→ **WHAT NEEDS TO BE DONE**
Reply with the data below, repeated exactly in full.

→ **PROVIDED RECORDS**
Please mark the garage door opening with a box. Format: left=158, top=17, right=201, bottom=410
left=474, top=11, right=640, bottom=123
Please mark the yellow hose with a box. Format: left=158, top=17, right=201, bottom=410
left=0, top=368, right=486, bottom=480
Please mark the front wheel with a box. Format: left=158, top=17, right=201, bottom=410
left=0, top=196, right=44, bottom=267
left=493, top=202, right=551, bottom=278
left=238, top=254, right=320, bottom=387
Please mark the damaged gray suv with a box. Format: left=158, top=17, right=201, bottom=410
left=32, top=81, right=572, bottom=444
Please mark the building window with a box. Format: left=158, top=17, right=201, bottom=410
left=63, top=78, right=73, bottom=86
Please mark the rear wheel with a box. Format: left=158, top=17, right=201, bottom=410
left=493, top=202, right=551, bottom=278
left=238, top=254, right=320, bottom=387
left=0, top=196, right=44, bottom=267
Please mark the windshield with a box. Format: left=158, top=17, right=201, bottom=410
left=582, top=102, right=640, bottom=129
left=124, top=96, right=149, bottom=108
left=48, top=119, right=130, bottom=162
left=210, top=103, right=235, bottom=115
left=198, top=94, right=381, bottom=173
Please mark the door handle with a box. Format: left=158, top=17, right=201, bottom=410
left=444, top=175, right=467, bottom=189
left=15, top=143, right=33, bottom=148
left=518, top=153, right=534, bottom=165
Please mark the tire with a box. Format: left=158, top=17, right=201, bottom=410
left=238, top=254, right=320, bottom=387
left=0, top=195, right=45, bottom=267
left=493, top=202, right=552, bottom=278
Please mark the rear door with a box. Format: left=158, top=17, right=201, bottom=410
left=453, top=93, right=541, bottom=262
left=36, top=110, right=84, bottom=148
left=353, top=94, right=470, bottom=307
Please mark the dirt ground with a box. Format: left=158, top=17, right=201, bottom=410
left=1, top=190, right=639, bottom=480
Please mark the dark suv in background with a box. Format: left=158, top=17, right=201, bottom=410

→ **RESULT**
Please mark the garage door opening with a box. Format: left=158, top=17, right=201, bottom=410
left=474, top=11, right=640, bottom=123
Please mark the yellow hose with a box. Format: left=158, top=17, right=201, bottom=410
left=0, top=368, right=486, bottom=480
Please mark the front wheel with a box. Format: left=158, top=17, right=201, bottom=410
left=0, top=196, right=44, bottom=267
left=493, top=202, right=551, bottom=278
left=238, top=254, right=320, bottom=387
Please mark the damaged gray suv with a box. Format: left=158, top=17, right=201, bottom=410
left=32, top=81, right=572, bottom=444
Please mark the building window with a box. Format: left=158, top=17, right=201, bottom=410
left=63, top=78, right=73, bottom=86
Please mark the rear wheel with a box. Format: left=158, top=17, right=201, bottom=410
left=493, top=202, right=551, bottom=278
left=238, top=254, right=320, bottom=387
left=0, top=196, right=44, bottom=267
Please mark the windshield with a box. Format: left=158, top=17, right=201, bottom=410
left=582, top=102, right=640, bottom=129
left=124, top=96, right=149, bottom=108
left=48, top=119, right=130, bottom=162
left=210, top=103, right=235, bottom=115
left=198, top=94, right=381, bottom=173
Please mark the door handle with a box. Format: left=158, top=17, right=201, bottom=410
left=444, top=175, right=467, bottom=189
left=15, top=143, right=33, bottom=148
left=518, top=153, right=534, bottom=165
Please mark the tire with a box. Format: left=158, top=17, right=201, bottom=410
left=238, top=254, right=320, bottom=387
left=0, top=195, right=45, bottom=267
left=493, top=202, right=552, bottom=278
Please mark the rear door with a box. Format: left=158, top=17, right=201, bottom=410
left=453, top=93, right=541, bottom=262
left=36, top=110, right=84, bottom=148
left=353, top=94, right=470, bottom=307
Please mark the dirt ground with a box. Format: left=158, top=17, right=201, bottom=410
left=1, top=190, right=639, bottom=480
Please mark the dark suv in background with a box. Format: left=158, top=17, right=201, bottom=410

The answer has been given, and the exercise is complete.